# START OF PROVIDED RECORDS

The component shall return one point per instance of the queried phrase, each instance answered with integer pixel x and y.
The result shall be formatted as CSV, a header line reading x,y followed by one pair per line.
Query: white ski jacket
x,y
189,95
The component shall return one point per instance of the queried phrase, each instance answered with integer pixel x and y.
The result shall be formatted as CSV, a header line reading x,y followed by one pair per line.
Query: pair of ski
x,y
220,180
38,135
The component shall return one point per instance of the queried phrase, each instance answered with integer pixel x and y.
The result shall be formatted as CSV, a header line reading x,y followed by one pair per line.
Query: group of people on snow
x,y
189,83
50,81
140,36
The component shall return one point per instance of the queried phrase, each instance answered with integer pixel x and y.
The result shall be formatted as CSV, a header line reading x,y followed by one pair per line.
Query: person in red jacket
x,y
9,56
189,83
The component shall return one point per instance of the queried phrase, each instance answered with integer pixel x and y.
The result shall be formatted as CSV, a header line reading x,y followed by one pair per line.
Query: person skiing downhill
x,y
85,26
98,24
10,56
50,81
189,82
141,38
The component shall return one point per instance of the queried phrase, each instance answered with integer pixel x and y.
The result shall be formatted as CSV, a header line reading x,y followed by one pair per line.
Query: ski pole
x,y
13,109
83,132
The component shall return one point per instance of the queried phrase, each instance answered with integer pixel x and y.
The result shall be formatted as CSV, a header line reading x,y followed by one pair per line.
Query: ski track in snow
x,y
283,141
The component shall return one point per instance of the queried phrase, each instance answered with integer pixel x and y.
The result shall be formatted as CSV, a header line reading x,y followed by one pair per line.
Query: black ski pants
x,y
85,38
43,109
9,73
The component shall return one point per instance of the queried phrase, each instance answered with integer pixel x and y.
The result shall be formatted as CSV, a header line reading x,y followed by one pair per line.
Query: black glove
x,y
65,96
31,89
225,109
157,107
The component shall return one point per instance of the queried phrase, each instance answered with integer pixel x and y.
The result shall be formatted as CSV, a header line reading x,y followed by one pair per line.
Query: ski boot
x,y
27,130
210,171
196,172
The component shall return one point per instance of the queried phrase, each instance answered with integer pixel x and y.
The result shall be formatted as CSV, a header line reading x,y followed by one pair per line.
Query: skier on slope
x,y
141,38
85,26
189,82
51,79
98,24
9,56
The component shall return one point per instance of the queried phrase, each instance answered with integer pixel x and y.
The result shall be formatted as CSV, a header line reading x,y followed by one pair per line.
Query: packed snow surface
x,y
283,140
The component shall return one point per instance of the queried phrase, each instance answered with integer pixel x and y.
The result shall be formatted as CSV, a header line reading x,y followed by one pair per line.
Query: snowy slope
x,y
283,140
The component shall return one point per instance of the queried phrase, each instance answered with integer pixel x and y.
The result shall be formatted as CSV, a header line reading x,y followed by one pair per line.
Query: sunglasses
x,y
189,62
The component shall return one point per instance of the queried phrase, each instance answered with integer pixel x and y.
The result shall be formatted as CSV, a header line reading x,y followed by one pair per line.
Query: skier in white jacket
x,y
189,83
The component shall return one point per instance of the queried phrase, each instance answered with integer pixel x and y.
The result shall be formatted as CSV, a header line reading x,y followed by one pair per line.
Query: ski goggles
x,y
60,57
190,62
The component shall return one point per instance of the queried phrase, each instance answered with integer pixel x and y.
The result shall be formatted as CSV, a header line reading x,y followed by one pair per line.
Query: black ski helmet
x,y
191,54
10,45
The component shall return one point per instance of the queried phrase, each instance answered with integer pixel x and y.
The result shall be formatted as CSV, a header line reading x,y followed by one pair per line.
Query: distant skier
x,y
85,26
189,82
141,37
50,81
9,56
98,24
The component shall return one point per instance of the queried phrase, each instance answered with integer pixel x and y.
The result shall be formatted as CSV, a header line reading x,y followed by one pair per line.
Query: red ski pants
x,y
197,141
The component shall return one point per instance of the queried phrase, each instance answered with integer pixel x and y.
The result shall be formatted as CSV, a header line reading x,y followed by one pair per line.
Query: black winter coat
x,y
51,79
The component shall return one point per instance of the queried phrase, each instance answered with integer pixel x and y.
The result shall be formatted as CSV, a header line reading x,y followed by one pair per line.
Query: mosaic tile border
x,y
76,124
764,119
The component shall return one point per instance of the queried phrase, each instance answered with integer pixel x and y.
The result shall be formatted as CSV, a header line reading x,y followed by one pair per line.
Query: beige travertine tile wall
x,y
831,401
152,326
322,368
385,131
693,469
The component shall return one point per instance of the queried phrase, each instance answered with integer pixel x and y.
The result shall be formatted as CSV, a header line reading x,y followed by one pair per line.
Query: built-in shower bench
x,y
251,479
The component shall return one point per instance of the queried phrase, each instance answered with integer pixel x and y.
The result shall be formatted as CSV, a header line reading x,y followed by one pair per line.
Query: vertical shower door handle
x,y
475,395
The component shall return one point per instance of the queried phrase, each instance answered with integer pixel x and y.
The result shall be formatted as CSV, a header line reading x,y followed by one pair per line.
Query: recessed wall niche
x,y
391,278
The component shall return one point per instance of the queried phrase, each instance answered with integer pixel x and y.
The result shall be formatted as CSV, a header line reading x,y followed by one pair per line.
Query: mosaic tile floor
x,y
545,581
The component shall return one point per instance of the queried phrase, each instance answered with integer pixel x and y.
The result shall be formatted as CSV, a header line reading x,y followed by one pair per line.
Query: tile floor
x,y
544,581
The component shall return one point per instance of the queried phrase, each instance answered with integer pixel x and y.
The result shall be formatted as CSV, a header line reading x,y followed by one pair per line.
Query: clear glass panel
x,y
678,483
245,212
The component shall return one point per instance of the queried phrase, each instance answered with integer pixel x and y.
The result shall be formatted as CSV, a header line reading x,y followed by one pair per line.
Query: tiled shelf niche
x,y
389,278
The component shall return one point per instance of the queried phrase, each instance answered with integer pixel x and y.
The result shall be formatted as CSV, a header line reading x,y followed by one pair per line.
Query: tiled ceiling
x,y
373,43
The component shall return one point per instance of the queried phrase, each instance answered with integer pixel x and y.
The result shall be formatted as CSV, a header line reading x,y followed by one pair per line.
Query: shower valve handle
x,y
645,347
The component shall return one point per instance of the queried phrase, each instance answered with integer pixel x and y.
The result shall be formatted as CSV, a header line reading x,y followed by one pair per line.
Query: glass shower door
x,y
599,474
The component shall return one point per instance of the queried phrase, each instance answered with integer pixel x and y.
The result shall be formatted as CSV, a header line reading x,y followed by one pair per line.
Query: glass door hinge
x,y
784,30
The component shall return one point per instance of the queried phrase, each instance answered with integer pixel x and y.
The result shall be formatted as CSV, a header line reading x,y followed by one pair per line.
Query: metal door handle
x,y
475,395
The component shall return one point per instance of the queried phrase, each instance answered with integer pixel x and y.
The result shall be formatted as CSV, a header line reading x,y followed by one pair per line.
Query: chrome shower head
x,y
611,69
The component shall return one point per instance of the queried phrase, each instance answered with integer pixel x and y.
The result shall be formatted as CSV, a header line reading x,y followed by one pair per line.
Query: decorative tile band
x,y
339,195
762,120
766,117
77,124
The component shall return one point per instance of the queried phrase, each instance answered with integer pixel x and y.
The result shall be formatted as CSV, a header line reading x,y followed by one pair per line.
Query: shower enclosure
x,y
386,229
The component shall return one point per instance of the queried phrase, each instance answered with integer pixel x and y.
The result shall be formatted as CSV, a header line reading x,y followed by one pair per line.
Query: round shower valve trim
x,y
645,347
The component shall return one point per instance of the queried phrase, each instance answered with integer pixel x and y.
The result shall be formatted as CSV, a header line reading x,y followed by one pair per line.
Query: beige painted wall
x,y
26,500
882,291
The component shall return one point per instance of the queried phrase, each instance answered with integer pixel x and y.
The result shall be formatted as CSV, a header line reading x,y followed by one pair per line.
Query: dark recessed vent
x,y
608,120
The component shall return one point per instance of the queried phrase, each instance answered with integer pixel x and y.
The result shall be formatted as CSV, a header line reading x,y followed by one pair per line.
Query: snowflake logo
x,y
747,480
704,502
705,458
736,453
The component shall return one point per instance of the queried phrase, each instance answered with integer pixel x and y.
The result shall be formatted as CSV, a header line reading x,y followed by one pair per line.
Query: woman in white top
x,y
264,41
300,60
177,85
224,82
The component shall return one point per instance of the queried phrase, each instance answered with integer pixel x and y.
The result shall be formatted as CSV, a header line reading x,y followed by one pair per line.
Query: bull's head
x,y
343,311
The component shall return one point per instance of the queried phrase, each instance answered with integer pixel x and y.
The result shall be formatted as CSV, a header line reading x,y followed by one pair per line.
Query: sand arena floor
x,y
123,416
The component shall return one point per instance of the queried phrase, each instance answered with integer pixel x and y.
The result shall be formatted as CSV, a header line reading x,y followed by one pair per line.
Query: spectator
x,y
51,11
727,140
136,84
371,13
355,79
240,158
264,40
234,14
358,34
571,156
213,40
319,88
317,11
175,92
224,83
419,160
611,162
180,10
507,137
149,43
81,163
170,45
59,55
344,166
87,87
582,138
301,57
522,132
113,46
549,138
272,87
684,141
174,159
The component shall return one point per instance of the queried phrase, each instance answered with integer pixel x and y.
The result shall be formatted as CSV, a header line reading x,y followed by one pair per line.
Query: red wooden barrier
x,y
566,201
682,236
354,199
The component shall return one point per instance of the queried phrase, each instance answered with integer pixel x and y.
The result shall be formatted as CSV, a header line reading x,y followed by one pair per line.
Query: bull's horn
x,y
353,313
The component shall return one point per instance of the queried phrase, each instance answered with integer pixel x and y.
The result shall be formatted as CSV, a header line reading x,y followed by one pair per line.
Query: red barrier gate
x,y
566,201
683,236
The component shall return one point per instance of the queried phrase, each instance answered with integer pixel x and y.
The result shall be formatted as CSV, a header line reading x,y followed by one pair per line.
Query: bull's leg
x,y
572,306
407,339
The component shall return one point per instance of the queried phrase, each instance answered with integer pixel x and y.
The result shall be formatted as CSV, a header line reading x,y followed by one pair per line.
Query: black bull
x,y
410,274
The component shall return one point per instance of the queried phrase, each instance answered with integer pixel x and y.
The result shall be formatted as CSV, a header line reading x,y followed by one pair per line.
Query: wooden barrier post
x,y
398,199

# END OF PROVIDED RECORDS

AIM:
Report how many lines of the records above contain the word "niche". Give the number only.

IN RESPONSE:
2